__BRIEF__.
Your answer should be the data below, reproduced with nothing changed.

__Stored data entries__.

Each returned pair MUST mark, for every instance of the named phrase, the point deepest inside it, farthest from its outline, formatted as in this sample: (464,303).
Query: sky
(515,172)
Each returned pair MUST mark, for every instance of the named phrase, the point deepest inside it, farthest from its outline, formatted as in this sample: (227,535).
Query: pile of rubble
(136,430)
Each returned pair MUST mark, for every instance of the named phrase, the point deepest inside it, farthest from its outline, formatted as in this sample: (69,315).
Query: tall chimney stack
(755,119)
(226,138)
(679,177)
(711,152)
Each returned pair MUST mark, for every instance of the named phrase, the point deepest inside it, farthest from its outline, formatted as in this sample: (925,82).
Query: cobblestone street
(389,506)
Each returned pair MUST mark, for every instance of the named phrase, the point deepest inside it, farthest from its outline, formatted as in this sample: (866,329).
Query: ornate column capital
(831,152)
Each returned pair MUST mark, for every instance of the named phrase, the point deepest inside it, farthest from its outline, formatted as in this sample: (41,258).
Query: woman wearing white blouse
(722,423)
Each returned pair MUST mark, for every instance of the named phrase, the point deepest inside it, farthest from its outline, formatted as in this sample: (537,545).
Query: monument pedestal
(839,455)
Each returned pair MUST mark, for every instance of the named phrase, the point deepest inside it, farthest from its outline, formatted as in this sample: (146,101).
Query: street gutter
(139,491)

__SOLUTION TO THE PROBLEM__.
Each returned pair MUST mark, for every instance of the named phrase, the point deepest inside it, farthest from its outline, formatted as in this sample: (464,303).
Query: sky
(515,172)
Each returned pair MUST mark, for every instance of the named phrase, the point deepest inside it, farthest from its outline, formatted as in this sample: (227,535).
Query: pile of rubble
(136,430)
Each returned pair MUST mark, for every instance of the named phrase, the point deepest inside it, farthest from its outline, formatted as in this sample: (69,315).
Query: tall chimney stack
(755,119)
(226,138)
(679,177)
(711,152)
Each returned pair MUST mark, for every instance of the named phrase, the point deepest inside it, farthest from its outline, formatted as in this sample: (925,82).
Query: cobblestone street
(389,506)
Each returned pair MUST mark, for every instance of the named phrase, the point deepest inside it, farthest from its outline, formatted as in this sample: (866,329).
Query: ornate column capital
(831,152)
Each returned pair MUST mark, for every instance of the named phrase, the point deepest inside it, farthest from its outline, formatted as in this sample: (41,258).
Query: woman wearing white blouse
(722,423)
Each returned pair MUST mark, for every instance of the named phrase, the point deepest inside it, farthest from its outline, formatted as in this sample: (537,545).
Query: monument pedestal
(839,455)
Each returned pair MUST mark, for every instance of the named phrase, the point deepest inside it, farthest from its outline, formatted as in this sample: (146,101).
Query: street gutter
(139,491)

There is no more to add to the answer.